— START OF Available data —
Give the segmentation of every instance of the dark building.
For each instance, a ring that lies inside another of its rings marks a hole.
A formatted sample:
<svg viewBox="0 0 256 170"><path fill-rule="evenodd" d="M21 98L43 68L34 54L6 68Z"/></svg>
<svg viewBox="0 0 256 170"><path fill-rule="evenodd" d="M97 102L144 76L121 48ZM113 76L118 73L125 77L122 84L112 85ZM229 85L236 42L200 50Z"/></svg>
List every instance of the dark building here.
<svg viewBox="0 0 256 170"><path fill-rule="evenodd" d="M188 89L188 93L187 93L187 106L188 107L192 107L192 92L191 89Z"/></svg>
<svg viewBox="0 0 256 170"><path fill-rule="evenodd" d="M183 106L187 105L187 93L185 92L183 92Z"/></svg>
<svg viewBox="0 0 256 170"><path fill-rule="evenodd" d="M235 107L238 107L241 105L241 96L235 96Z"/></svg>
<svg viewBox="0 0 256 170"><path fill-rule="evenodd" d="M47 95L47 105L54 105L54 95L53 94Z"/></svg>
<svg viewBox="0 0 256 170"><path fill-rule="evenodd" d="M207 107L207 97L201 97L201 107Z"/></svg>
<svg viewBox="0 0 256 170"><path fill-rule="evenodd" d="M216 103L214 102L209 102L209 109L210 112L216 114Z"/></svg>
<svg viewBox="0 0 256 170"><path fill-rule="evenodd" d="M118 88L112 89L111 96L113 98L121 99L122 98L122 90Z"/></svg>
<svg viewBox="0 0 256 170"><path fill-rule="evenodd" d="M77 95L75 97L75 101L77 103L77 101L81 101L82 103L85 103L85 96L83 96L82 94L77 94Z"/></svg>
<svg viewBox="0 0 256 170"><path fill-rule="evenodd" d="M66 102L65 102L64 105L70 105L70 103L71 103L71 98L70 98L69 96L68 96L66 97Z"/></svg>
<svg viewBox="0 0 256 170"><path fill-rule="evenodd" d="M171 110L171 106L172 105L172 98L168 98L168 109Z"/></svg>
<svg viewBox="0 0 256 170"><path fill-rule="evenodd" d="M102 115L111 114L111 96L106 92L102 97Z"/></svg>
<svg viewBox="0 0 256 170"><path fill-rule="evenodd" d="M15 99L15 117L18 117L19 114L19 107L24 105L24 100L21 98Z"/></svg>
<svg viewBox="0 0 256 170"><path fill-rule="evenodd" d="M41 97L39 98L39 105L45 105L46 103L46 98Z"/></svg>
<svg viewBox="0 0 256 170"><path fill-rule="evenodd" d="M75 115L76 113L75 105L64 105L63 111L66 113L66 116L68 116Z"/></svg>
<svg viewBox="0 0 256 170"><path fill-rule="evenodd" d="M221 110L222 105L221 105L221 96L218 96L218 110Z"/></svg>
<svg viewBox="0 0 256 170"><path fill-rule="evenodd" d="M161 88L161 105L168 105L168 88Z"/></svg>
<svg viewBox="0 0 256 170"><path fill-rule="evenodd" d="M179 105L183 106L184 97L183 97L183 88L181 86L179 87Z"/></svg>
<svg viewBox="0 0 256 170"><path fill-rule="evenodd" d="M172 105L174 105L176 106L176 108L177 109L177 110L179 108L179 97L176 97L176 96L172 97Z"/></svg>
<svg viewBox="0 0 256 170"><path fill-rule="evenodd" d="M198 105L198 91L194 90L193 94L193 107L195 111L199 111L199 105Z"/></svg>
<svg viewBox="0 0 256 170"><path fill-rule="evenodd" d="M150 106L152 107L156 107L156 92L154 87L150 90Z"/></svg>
— END OF Available data —
| Goal of the exercise |
Write out every line of the records above word for word, changing no character.

| Answer for the task |
Give the segmentation of every instance of the dark building.
For each instance, a ring that lies inside another of its rings marks a hole.
A formatted sample:
<svg viewBox="0 0 256 170"><path fill-rule="evenodd" d="M21 98L43 68L34 54L6 68Z"/></svg>
<svg viewBox="0 0 256 170"><path fill-rule="evenodd" d="M97 102L144 76L121 48ZM113 76L118 73L125 77L122 84L112 85ZM229 85L236 42L200 50Z"/></svg>
List every instance of the dark building here.
<svg viewBox="0 0 256 170"><path fill-rule="evenodd" d="M188 89L188 93L187 93L187 106L188 107L192 107L192 92L191 89Z"/></svg>
<svg viewBox="0 0 256 170"><path fill-rule="evenodd" d="M183 106L187 105L187 93L185 92L183 92Z"/></svg>
<svg viewBox="0 0 256 170"><path fill-rule="evenodd" d="M235 107L238 107L241 105L241 96L235 96Z"/></svg>
<svg viewBox="0 0 256 170"><path fill-rule="evenodd" d="M47 95L47 105L54 105L54 95L53 94Z"/></svg>
<svg viewBox="0 0 256 170"><path fill-rule="evenodd" d="M207 107L207 97L201 97L201 107Z"/></svg>
<svg viewBox="0 0 256 170"><path fill-rule="evenodd" d="M216 103L214 102L209 102L209 109L210 112L216 114Z"/></svg>
<svg viewBox="0 0 256 170"><path fill-rule="evenodd" d="M118 88L112 89L111 96L113 98L121 99L122 98L122 90Z"/></svg>
<svg viewBox="0 0 256 170"><path fill-rule="evenodd" d="M77 95L75 97L75 101L77 103L77 101L81 101L82 103L85 103L85 96L83 96L82 94L77 94Z"/></svg>
<svg viewBox="0 0 256 170"><path fill-rule="evenodd" d="M66 102L65 102L64 105L70 105L70 103L71 103L71 98L70 98L69 96L68 96L66 97Z"/></svg>
<svg viewBox="0 0 256 170"><path fill-rule="evenodd" d="M171 110L171 106L172 105L172 98L168 98L168 109Z"/></svg>
<svg viewBox="0 0 256 170"><path fill-rule="evenodd" d="M102 115L111 114L111 96L106 92L102 97Z"/></svg>
<svg viewBox="0 0 256 170"><path fill-rule="evenodd" d="M15 99L15 117L18 117L19 114L19 107L24 105L24 100L21 98Z"/></svg>
<svg viewBox="0 0 256 170"><path fill-rule="evenodd" d="M41 97L39 98L39 105L45 105L46 103L46 98Z"/></svg>
<svg viewBox="0 0 256 170"><path fill-rule="evenodd" d="M75 115L76 113L75 105L64 105L63 111L66 113L66 116L68 116Z"/></svg>
<svg viewBox="0 0 256 170"><path fill-rule="evenodd" d="M221 110L222 105L221 105L221 96L218 96L218 110Z"/></svg>
<svg viewBox="0 0 256 170"><path fill-rule="evenodd" d="M161 88L161 105L168 105L168 88Z"/></svg>
<svg viewBox="0 0 256 170"><path fill-rule="evenodd" d="M179 105L183 106L184 97L183 97L183 88L181 86L179 87Z"/></svg>
<svg viewBox="0 0 256 170"><path fill-rule="evenodd" d="M172 105L174 105L176 106L176 108L177 109L177 110L179 108L179 97L176 97L176 96L172 97Z"/></svg>
<svg viewBox="0 0 256 170"><path fill-rule="evenodd" d="M198 105L198 91L194 90L193 94L193 107L195 111L199 111L199 105Z"/></svg>
<svg viewBox="0 0 256 170"><path fill-rule="evenodd" d="M150 106L152 107L156 107L156 92L154 87L150 90Z"/></svg>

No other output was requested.